Appeal from Houston Circuit Court. (CC-88-790). Michael Crespi, TRIAL JUDGE.

Rule 39(k) Motion Denied April 14, 1995. Rehearing Denied April 14, 1995. Certiorari Denied June 30, 1995. Released For Publication December 14, 1995.

Patterson, Judge. All Judges Concur.

The opinion of the court was delivered by: Patterson

PATTERSON, JUDGE

The appellant, Jerry Hammond, was indicted on October 7, 1988, in Houston County, for the capital offense of murder committed during a robbery in the first degree or an attempt thereof, a violation of Ala. Code 1975, § 13A-5-40(a)(2). On September 14, 1990, a jury found him guilty of the capital offense charged in the indictment. A sentencing hearing was held before the jury, in accordance with §§ 13A-5-45 and -46, and the jury recommended that the sentence be death, by a vote of 11 in favor of death and 1 in favor of life imprisonment without the possibility of parole. *fn1 Thereafter, the trial court held another sentencing hearing in accordance with §§ 13A-5-47 through -52, and, after weighing the aggravating and mitigating circumstances and considering the jury's recommendation, sentenced the appellant to death.

....

SHORT PROBLEM 1: Please reproduce the lines of the listing starting at the line that contains "white lettering on red cap | get-box --all" and ending at the line that contains "[236,114,253,152]", with both of those lines included.

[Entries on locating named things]
....

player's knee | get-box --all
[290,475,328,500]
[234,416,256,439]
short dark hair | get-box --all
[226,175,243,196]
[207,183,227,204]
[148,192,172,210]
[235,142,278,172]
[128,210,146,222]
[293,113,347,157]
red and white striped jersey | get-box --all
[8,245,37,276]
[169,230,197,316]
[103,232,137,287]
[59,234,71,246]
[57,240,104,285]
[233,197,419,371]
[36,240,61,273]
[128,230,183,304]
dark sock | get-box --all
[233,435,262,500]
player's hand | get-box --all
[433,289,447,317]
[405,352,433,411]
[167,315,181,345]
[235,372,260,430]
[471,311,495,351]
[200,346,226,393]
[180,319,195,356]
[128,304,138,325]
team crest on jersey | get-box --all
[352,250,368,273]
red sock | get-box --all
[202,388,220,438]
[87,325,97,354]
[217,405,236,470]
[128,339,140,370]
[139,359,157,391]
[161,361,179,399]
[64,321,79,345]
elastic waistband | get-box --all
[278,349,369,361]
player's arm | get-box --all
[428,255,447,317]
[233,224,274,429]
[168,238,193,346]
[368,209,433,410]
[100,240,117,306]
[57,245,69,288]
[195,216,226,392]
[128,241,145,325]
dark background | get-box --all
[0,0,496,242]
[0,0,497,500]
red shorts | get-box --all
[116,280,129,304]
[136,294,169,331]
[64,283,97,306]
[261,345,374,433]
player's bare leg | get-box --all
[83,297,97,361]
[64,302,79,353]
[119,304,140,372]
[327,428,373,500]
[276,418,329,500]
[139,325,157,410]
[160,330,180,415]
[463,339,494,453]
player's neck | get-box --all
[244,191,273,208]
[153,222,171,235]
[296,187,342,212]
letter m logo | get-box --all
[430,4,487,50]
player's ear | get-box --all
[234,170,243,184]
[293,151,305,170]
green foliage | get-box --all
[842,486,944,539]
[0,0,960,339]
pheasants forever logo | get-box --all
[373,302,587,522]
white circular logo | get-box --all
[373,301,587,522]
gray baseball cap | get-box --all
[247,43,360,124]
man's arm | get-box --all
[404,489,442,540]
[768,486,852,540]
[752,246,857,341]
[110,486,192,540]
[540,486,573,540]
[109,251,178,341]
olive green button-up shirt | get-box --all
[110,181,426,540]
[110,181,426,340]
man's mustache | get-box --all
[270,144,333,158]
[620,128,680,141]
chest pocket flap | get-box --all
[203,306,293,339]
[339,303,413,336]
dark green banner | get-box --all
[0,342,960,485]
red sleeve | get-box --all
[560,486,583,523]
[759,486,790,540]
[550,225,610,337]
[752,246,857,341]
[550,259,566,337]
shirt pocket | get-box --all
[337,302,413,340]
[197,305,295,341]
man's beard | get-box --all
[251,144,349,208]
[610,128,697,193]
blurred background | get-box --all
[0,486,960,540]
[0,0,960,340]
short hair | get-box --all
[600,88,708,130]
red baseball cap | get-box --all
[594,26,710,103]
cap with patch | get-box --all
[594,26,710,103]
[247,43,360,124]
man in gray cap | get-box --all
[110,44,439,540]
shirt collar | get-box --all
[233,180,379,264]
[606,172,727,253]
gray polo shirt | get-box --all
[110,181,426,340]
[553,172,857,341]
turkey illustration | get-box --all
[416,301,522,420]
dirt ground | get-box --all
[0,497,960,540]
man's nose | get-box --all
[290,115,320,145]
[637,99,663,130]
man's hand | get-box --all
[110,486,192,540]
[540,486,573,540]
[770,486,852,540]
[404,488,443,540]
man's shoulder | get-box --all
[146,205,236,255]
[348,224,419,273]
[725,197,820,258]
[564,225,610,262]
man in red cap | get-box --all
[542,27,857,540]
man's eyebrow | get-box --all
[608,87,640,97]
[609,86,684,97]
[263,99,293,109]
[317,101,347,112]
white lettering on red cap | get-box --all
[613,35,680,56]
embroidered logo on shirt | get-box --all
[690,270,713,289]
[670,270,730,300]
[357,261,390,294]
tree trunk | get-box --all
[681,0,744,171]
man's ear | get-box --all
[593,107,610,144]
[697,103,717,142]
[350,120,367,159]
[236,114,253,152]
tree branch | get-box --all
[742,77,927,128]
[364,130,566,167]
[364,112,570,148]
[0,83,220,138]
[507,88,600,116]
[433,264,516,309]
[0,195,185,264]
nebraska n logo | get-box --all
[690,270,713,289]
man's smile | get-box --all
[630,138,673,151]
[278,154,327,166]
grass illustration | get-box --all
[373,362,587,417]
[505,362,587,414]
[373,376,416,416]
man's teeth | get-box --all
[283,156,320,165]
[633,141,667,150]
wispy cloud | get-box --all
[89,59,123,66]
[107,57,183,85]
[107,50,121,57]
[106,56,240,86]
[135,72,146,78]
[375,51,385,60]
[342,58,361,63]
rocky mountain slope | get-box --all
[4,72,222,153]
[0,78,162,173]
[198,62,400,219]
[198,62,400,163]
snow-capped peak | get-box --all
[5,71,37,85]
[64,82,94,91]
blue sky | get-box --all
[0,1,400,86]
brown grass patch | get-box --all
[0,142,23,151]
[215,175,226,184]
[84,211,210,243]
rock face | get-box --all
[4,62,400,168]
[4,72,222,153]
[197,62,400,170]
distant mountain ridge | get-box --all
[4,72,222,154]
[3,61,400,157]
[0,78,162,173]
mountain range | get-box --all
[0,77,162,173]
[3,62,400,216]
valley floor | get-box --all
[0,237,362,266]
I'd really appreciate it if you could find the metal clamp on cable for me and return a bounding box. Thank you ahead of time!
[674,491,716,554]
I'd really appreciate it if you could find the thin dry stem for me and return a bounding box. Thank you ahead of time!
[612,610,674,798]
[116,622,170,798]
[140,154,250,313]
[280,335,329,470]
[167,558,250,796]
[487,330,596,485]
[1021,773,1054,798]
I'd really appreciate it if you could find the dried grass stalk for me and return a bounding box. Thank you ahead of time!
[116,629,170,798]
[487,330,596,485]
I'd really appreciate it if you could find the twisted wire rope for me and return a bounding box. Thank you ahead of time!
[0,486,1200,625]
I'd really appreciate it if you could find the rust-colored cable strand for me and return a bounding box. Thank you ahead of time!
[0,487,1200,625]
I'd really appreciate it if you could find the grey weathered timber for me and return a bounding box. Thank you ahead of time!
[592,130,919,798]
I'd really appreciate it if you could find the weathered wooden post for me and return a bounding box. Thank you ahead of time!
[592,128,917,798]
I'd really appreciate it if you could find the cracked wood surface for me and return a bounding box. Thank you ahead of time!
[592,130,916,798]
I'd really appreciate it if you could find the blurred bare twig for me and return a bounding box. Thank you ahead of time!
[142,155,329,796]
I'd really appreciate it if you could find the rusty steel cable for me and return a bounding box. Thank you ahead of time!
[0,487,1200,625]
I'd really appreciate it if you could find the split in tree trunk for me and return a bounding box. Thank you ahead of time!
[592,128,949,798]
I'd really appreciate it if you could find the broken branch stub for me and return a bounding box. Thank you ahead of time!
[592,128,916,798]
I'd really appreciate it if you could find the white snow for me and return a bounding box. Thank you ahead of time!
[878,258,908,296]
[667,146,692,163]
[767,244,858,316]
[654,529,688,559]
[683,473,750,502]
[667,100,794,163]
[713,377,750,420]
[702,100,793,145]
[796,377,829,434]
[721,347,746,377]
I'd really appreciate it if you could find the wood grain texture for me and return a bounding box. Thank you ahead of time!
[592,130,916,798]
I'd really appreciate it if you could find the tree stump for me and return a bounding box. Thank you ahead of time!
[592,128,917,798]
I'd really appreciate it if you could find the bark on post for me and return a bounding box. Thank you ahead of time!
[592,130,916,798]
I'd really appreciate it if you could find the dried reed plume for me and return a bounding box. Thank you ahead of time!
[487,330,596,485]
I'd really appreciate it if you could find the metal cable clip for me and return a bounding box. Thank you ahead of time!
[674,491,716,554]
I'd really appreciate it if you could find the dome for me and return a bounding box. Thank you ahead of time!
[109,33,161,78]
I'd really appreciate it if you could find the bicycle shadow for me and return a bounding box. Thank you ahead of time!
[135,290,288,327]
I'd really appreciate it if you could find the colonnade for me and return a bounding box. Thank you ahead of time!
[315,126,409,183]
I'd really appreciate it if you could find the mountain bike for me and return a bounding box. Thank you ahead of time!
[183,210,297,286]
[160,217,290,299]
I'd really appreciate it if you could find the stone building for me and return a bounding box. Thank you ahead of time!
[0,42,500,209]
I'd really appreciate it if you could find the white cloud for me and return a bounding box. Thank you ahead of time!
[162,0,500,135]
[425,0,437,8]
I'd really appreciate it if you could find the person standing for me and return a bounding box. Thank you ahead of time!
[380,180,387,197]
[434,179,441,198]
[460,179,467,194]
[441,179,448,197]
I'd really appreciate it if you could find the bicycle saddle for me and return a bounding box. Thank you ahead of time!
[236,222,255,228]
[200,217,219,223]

....

SHORT PROBLEM 2:
Answer these questions from the court opinion:
(a) Who was the trial judge?
(b) On what date was the appellant indicted?
(c) By what vote did the jury recommend the death sentence?

EXERCISE SOLUTION 1:
white lettering on red cap | get-box --all
[613,35,680,56]
embroidered logo on shirt | get-box --all
[690,270,713,289]
[670,270,730,300]
[357,261,390,294]
tree trunk | get-box --all
[681,0,744,171]
man's ear | get-box --all
[593,107,610,144]
[697,103,717,142]
[350,120,367,159]
[236,114,253,152]

EXERCISE SOLUTION 2:
(a) Michael Crespi
(b) October 7, 1988
(c) 11 in favor of death and 1 in favor of life imprisonment without the possibility of parole